● **WRITTEN REQUEST**
Put every line of the material below into a JSON list of strings, one string per line, leaving out blank lines and the picture placeholders.

● **DATA EXCERPTS**
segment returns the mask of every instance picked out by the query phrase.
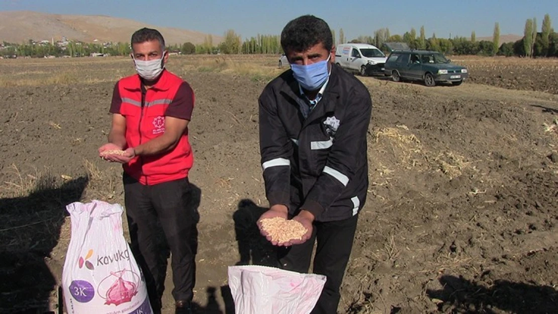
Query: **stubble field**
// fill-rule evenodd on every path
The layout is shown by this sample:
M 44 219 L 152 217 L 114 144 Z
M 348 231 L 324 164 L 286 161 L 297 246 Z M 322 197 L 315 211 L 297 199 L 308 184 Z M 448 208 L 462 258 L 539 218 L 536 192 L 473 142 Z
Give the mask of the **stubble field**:
M 201 313 L 234 313 L 228 266 L 272 262 L 255 225 L 267 206 L 257 100 L 278 59 L 169 60 L 196 96 Z M 340 313 L 556 311 L 558 61 L 455 59 L 470 75 L 459 86 L 359 78 L 374 104 L 371 186 Z M 121 168 L 97 149 L 114 84 L 133 73 L 124 58 L 0 60 L 0 313 L 59 311 L 66 204 L 123 205 Z

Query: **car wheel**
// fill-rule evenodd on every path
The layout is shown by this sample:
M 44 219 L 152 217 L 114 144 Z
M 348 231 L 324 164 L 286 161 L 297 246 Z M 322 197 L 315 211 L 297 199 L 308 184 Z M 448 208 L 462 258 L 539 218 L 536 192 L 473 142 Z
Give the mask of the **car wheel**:
M 399 76 L 399 73 L 395 70 L 391 72 L 391 79 L 393 80 L 394 82 L 401 81 L 401 77 Z
M 360 75 L 363 76 L 366 76 L 366 67 L 364 65 L 360 67 Z
M 436 81 L 434 80 L 434 76 L 430 73 L 426 73 L 424 75 L 424 85 L 432 87 L 436 86 Z

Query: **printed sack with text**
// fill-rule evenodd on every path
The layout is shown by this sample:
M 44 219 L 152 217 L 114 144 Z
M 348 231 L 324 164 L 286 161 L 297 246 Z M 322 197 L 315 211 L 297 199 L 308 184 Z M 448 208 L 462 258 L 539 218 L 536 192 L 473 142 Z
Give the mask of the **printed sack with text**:
M 69 314 L 151 314 L 143 274 L 122 231 L 122 207 L 100 201 L 66 209 L 71 238 L 62 272 Z

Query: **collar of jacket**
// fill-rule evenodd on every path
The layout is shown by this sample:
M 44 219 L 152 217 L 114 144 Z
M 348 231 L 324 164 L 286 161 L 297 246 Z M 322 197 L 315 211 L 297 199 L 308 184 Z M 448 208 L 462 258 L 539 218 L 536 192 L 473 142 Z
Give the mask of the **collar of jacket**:
M 126 86 L 124 88 L 128 90 L 141 90 L 141 78 L 140 77 L 138 74 L 136 74 L 133 75 L 133 85 L 130 85 L 129 86 Z M 166 69 L 163 69 L 163 71 L 161 73 L 161 76 L 159 76 L 159 79 L 157 80 L 155 85 L 151 86 L 151 89 L 156 90 L 167 90 L 169 89 L 169 71 L 167 71 Z
M 339 80 L 339 71 L 344 71 L 339 66 L 331 64 L 331 73 L 329 75 L 328 85 L 320 102 L 310 111 L 310 114 L 304 120 L 304 126 L 309 124 L 317 119 L 325 117 L 328 113 L 334 112 L 335 109 L 335 99 L 339 97 L 340 84 Z M 289 86 L 287 94 L 294 99 L 303 100 L 304 96 L 300 94 L 299 82 L 292 75 L 292 71 L 289 70 L 288 75 L 286 78 L 285 83 Z

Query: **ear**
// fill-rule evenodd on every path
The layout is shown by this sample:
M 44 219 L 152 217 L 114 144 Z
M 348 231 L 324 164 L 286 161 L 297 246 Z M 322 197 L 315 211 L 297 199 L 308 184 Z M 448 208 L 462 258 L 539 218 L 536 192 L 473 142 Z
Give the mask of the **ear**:
M 335 63 L 335 45 L 331 46 L 331 50 L 329 52 L 329 62 Z

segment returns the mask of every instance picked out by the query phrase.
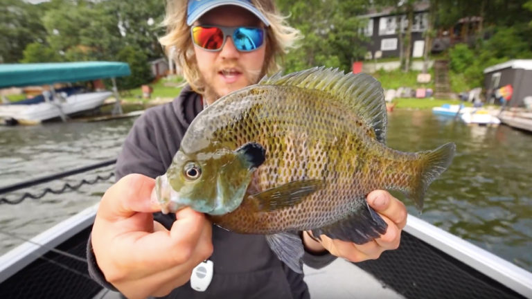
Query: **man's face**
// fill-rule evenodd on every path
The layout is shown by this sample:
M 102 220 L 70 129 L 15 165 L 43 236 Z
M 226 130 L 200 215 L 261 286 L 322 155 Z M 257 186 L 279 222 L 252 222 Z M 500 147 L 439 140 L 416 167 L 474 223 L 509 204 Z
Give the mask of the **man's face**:
M 263 26 L 251 12 L 238 6 L 226 6 L 204 15 L 195 25 L 222 26 Z M 194 46 L 197 65 L 205 82 L 205 99 L 216 99 L 258 81 L 264 65 L 265 45 L 251 52 L 239 52 L 233 39 L 226 37 L 221 51 L 211 52 Z M 265 43 L 266 41 L 265 41 Z

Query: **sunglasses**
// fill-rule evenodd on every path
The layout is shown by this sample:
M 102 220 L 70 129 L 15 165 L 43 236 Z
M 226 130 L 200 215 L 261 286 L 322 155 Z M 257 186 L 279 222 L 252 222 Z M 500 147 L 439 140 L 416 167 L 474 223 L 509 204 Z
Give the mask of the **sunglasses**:
M 258 27 L 195 26 L 190 33 L 196 46 L 213 52 L 222 50 L 228 36 L 240 52 L 255 51 L 264 44 L 265 31 Z

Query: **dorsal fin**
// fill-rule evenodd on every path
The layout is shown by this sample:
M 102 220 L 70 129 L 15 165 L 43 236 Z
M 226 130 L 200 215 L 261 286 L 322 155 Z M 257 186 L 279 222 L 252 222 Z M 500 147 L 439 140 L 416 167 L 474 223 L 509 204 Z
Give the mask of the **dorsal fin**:
M 364 73 L 344 74 L 337 69 L 314 67 L 283 75 L 281 72 L 265 77 L 261 85 L 294 86 L 326 91 L 339 100 L 368 127 L 372 128 L 377 140 L 386 143 L 387 115 L 384 94 L 380 83 Z

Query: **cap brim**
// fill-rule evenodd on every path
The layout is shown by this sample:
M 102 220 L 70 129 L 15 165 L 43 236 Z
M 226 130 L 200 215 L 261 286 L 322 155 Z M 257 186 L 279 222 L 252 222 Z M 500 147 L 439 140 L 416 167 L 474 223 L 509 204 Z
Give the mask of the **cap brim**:
M 242 8 L 245 8 L 247 10 L 249 11 L 250 12 L 253 13 L 263 23 L 264 23 L 265 25 L 267 26 L 269 26 L 269 22 L 268 21 L 267 19 L 263 15 L 255 6 L 251 5 L 251 3 L 247 3 L 247 2 L 242 2 L 242 1 L 204 1 L 204 4 L 200 4 L 200 6 L 196 8 L 196 9 L 194 10 L 192 13 L 188 15 L 188 17 L 186 19 L 186 24 L 188 26 L 192 25 L 195 21 L 197 21 L 198 19 L 202 17 L 202 15 L 205 15 L 207 12 L 210 11 L 213 8 L 215 8 L 217 7 L 223 6 L 228 6 L 228 5 L 233 5 L 236 6 L 240 6 Z

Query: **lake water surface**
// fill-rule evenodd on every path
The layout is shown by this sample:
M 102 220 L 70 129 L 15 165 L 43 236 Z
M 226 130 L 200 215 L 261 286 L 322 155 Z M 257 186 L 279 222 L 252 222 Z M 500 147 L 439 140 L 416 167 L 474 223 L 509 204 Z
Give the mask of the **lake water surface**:
M 114 158 L 133 121 L 0 127 L 0 186 Z M 431 150 L 450 141 L 457 149 L 452 164 L 431 185 L 423 213 L 405 199 L 409 212 L 532 271 L 532 134 L 506 126 L 467 126 L 430 111 L 397 110 L 389 115 L 392 148 Z M 60 188 L 65 182 L 76 183 L 112 171 L 107 167 L 0 197 Z M 98 202 L 112 181 L 16 206 L 0 205 L 0 254 L 22 242 L 1 231 L 30 238 Z

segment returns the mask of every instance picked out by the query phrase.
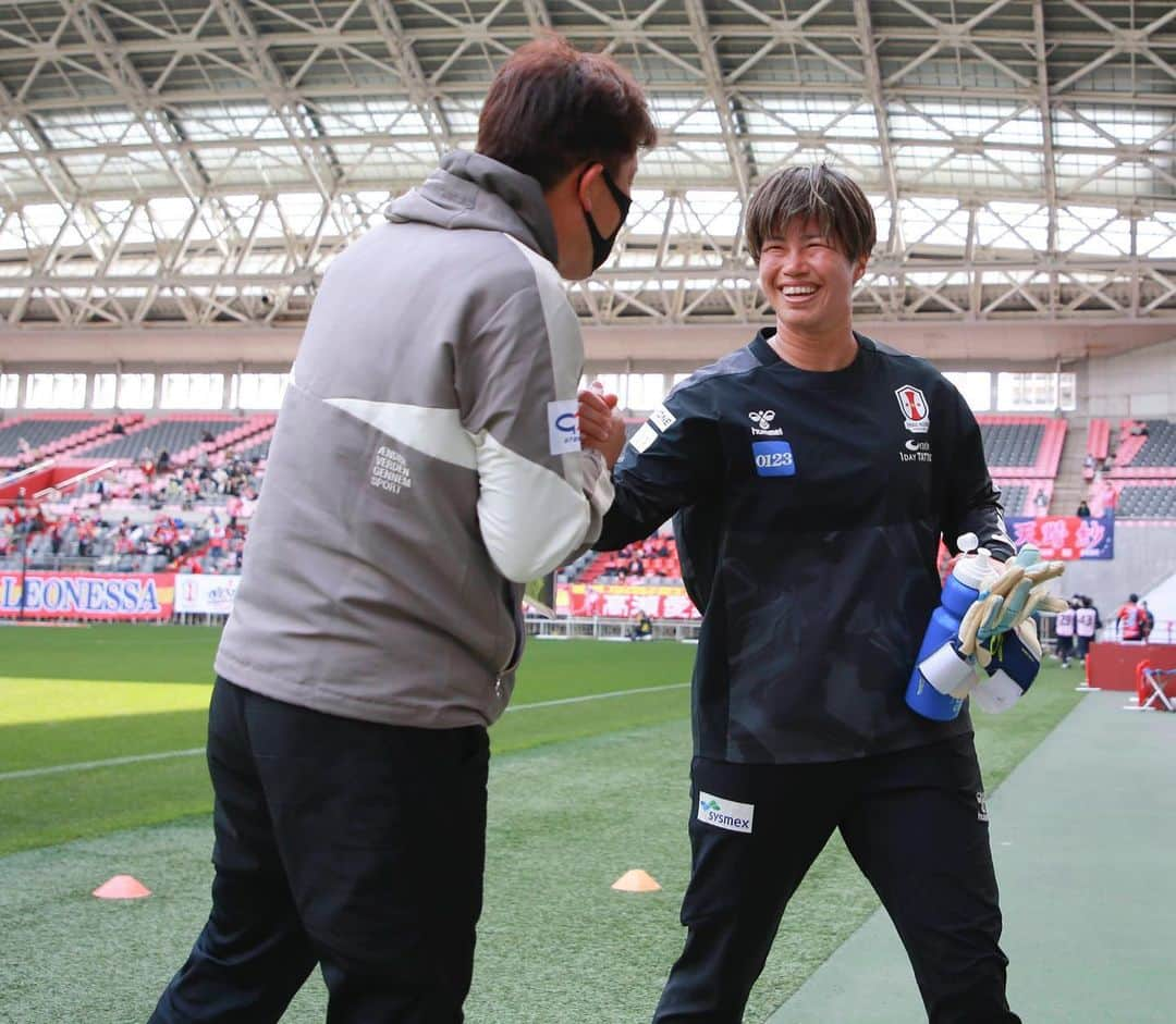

● **EXERCISE RESULT**
[
  "segment returns the mask of every instance picked out by the query phrase.",
  "Query: **stubble field**",
  "// fill-rule evenodd on every path",
  "The layout is shown by this sample:",
  "M 44 219 L 152 217 L 114 144 Z",
  "M 348 231 L 324 164 L 286 161 L 297 246 Z M 322 197 L 315 211 L 297 199 L 308 184 Z M 448 208 L 462 258 L 539 218 L 536 192 L 473 142 Z",
  "Give the mask of the **stubble field**:",
  "M 201 313 L 234 313 L 228 266 L 272 262 L 255 225 L 267 206 L 257 100 L 278 59 L 169 60 L 196 96 Z M 340 313 L 556 311 L 558 61 L 455 59 L 470 75 L 459 86 L 359 78 L 374 104 L 371 186 Z M 121 168 L 97 149 L 114 84 L 133 73 L 124 58 L 0 60 L 0 313 L 59 311 L 66 204 L 123 205 Z",
  "Query: **car wheel**",
  "// fill-rule evenodd on every path",
  "The layout is shown by this sample:",
  "M 44 219 L 152 217 L 114 144 Z",
  "M 348 231 L 324 164 L 286 161 L 297 246 Z M 322 197 L 315 211 L 297 199 L 308 184 Z M 448 208 L 462 258 L 539 218 L 536 192 L 473 142 Z",
  "Give the mask of the **car wheel**:",
  "M 399 76 L 399 73 L 395 70 L 391 72 L 391 79 L 393 80 L 394 82 L 401 81 L 401 77 Z",
  "M 360 75 L 363 76 L 366 76 L 366 67 L 364 65 L 360 67 Z",
  "M 436 81 L 434 80 L 434 76 L 430 73 L 426 73 L 424 75 L 424 85 L 432 87 L 436 86 Z",
  "Query: **printed sack with text**",
  "// fill-rule evenodd on every path",
  "The layout is shown by this sample:",
  "M 44 219 L 152 217 L 114 144 Z",
  "M 348 231 L 324 164 L 286 161 L 297 246 Z M 322 197 L 315 211 L 297 199 L 308 184 Z M 448 208 L 462 258 L 539 218 L 536 192 L 473 142 Z",
  "Give the mask of the **printed sack with text**:",
  "M 69 314 L 151 314 L 143 274 L 122 231 L 122 207 L 100 201 L 66 209 L 71 238 L 62 272 Z",
  "Query: **collar of jacket**",
  "// fill-rule evenodd on every path",
  "The layout is shown by this sample:",
  "M 44 219 L 152 217 L 114 144 Z",
  "M 348 231 L 324 164 L 286 161 L 297 246 Z M 322 197 L 315 211 L 297 199 L 308 184 Z M 448 208 L 462 258 L 539 218 L 536 192 L 473 142 Z",
  "Give the mask of the **collar of jacket**:",
  "M 126 86 L 124 88 L 128 90 L 141 90 L 141 78 L 140 77 L 138 74 L 136 74 L 133 75 L 133 85 L 130 85 L 129 86 Z M 166 69 L 163 69 L 163 71 L 161 73 L 161 76 L 159 76 L 159 79 L 157 80 L 155 85 L 151 86 L 151 89 L 156 90 L 167 90 L 169 89 L 169 71 L 167 71 Z",
  "M 339 80 L 339 71 L 344 71 L 339 66 L 331 64 L 331 73 L 329 75 L 328 85 L 320 102 L 310 111 L 310 114 L 304 120 L 304 126 L 309 124 L 317 119 L 325 117 L 328 113 L 334 112 L 335 109 L 335 99 L 339 97 L 340 84 Z M 289 86 L 287 94 L 294 99 L 303 100 L 304 96 L 300 94 L 299 82 L 292 75 L 292 71 L 289 70 L 288 75 L 286 78 L 285 83 Z",
  "Query: **ear**",
  "// fill-rule evenodd on every path",
  "The layout is shown by this sample:",
  "M 44 219 L 152 217 L 114 144 Z",
  "M 348 231 L 324 164 L 286 161 L 297 246 Z M 322 197 L 315 211 L 297 199 L 308 184 Z M 448 208 L 462 258 L 539 218 L 536 192 L 473 142 Z",
  "Give the mask of the **ear**:",
  "M 335 63 L 335 45 L 331 46 L 331 50 L 329 52 L 329 62 Z",
  "segment returns the mask of every instance picked out by the query phrase.",
  "Query: **man's face**",
  "// fill-rule evenodd on every path",
  "The layout is shown by this sample:",
  "M 102 220 L 70 129 L 15 165 L 43 236 Z",
  "M 226 130 L 200 215 L 261 286 L 322 155 Z M 257 186 L 279 222 L 252 222 Z M 500 147 L 439 140 L 416 167 L 474 223 L 509 204 Z",
  "Give the mask of the **man's face**:",
  "M 263 26 L 251 12 L 238 6 L 226 6 L 204 15 L 195 25 L 222 26 Z M 194 46 L 197 65 L 205 82 L 205 99 L 216 99 L 258 81 L 264 65 L 265 45 L 251 52 L 239 52 L 233 39 L 226 37 L 221 51 L 211 52 Z M 265 43 L 266 41 L 265 41 Z",
  "Query: **sunglasses**",
  "// fill-rule evenodd on every path",
  "The layout is shown by this sample:",
  "M 102 220 L 70 129 L 15 165 L 43 236 Z",
  "M 226 130 L 200 215 L 261 286 L 322 155 Z M 257 186 L 279 222 L 252 222 Z M 500 147 L 439 140 L 416 167 L 474 223 L 509 204 Z",
  "Give the mask of the **sunglasses**:",
  "M 258 27 L 195 26 L 190 33 L 196 46 L 213 52 L 222 50 L 228 36 L 240 52 L 255 51 L 264 44 L 265 31 Z",
  "Query: **dorsal fin**",
  "// fill-rule evenodd on every path",
  "The layout is shown by this sample:",
  "M 102 220 L 70 129 L 15 165 L 43 236 Z",
  "M 226 130 L 200 215 L 261 286 L 322 155 Z M 257 186 L 279 222 L 252 222 Z M 500 147 L 439 140 L 416 167 L 474 223 L 509 204 Z",
  "Give the mask of the **dorsal fin**:",
  "M 364 73 L 344 74 L 337 69 L 314 67 L 283 75 L 281 72 L 265 77 L 261 85 L 294 86 L 326 91 L 339 100 L 368 127 L 372 128 L 377 140 L 386 143 L 387 115 L 384 94 L 380 83 Z",
  "Query: **cap brim**",
  "// fill-rule evenodd on every path",
  "The layout is shown by this sample:",
  "M 102 220 L 70 129 L 15 165 L 43 236 Z",
  "M 226 130 L 200 215 L 261 286 L 322 155 Z M 257 186 L 279 222 L 252 222 Z M 500 147 L 439 140 L 416 167 L 474 223 L 509 204 Z",
  "Give the mask of the **cap brim**:",
  "M 242 8 L 245 8 L 247 10 L 249 11 L 250 12 L 253 13 L 263 23 L 264 23 L 265 25 L 267 26 L 269 26 L 269 22 L 268 21 L 267 19 L 263 15 L 255 6 L 251 5 L 251 3 L 247 3 L 247 2 L 242 2 L 242 1 L 204 1 L 204 4 L 200 4 L 200 6 L 196 8 L 196 9 L 194 10 L 192 13 L 188 15 L 188 17 L 186 19 L 186 24 L 188 26 L 192 25 L 195 21 L 197 21 L 198 19 L 202 17 L 202 15 L 205 15 L 207 12 L 210 11 L 213 8 L 215 8 L 217 7 L 223 6 L 228 6 L 228 5 L 233 5 L 236 6 L 240 6 Z",
  "Query: **lake water surface**",
  "// fill-rule evenodd on every path",
  "The layout is shown by this sample:",
  "M 102 220 L 70 129 L 15 165 L 43 236 Z",
  "M 226 130 L 200 215 L 261 286 L 322 155 Z M 257 186 L 279 222 L 252 222 Z M 500 147 L 439 140 L 416 167 L 474 223 L 509 204 Z",
  "Give the mask of the **lake water surface**:",
  "M 114 158 L 133 121 L 0 127 L 0 186 Z M 431 150 L 450 141 L 457 149 L 452 164 L 431 185 L 423 213 L 405 199 L 409 212 L 532 271 L 532 134 L 506 126 L 467 126 L 430 111 L 397 110 L 389 115 L 392 148 Z M 60 188 L 65 182 L 76 183 L 112 171 L 107 167 L 0 197 Z M 98 202 L 112 181 L 16 206 L 0 205 L 0 254 L 22 242 L 1 231 L 30 238 Z",
  "segment returns the mask of every instance picked out by the query phrase."
]